* _To do_
Copy back the data from the line containing "Presence check: is there any man" to the line containing "[349,241,364,268]", both lines included, and leave out the pictures.

* _Record extracts_
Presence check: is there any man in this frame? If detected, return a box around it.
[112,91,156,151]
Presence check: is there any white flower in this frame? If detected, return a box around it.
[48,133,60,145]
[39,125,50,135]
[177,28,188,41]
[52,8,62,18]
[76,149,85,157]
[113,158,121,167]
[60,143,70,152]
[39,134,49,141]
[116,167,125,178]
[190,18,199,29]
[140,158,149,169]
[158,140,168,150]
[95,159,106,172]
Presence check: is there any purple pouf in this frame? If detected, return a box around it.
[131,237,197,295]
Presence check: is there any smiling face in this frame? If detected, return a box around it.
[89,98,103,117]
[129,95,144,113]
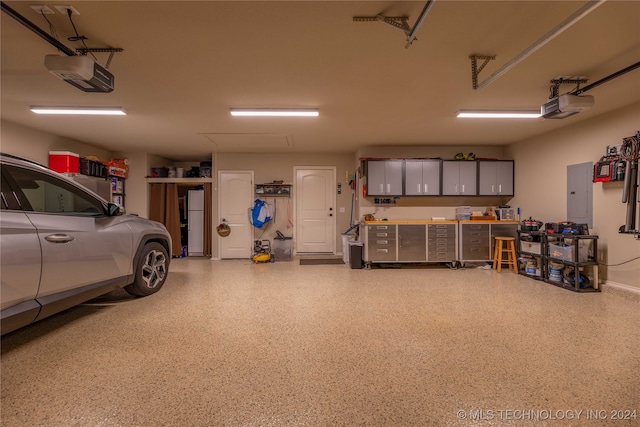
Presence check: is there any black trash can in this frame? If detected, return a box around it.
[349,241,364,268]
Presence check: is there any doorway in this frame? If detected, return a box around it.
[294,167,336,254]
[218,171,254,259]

* * *

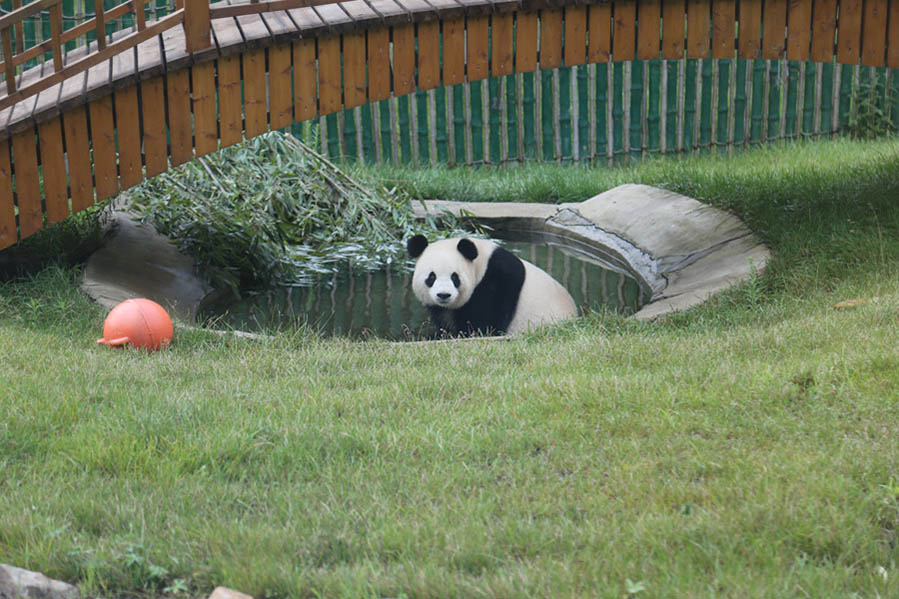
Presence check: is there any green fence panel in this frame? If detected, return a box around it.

* _Answer_
Presence check: is there any man in this frame? If detected, return a box around it.
[112,91,156,151]
Presence check: is there any white flower in this frame? If detected, return a box around it.
[48,133,60,145]
[39,125,50,135]
[177,28,188,41]
[52,8,62,18]
[76,149,85,157]
[113,158,121,167]
[60,143,70,152]
[39,134,49,141]
[116,167,125,178]
[190,18,199,29]
[140,158,149,169]
[158,140,168,150]
[95,159,106,172]
Presence check: is there any purple pouf in this frame? If detected, return a box around it.
[131,237,197,295]
Presence check: is there any smiling face in this frame? If detected, return a box around it.
[89,98,103,117]
[129,95,144,113]
Presence check: is there any black trash can in this frame? If detected, return a box around it.
[349,241,364,268]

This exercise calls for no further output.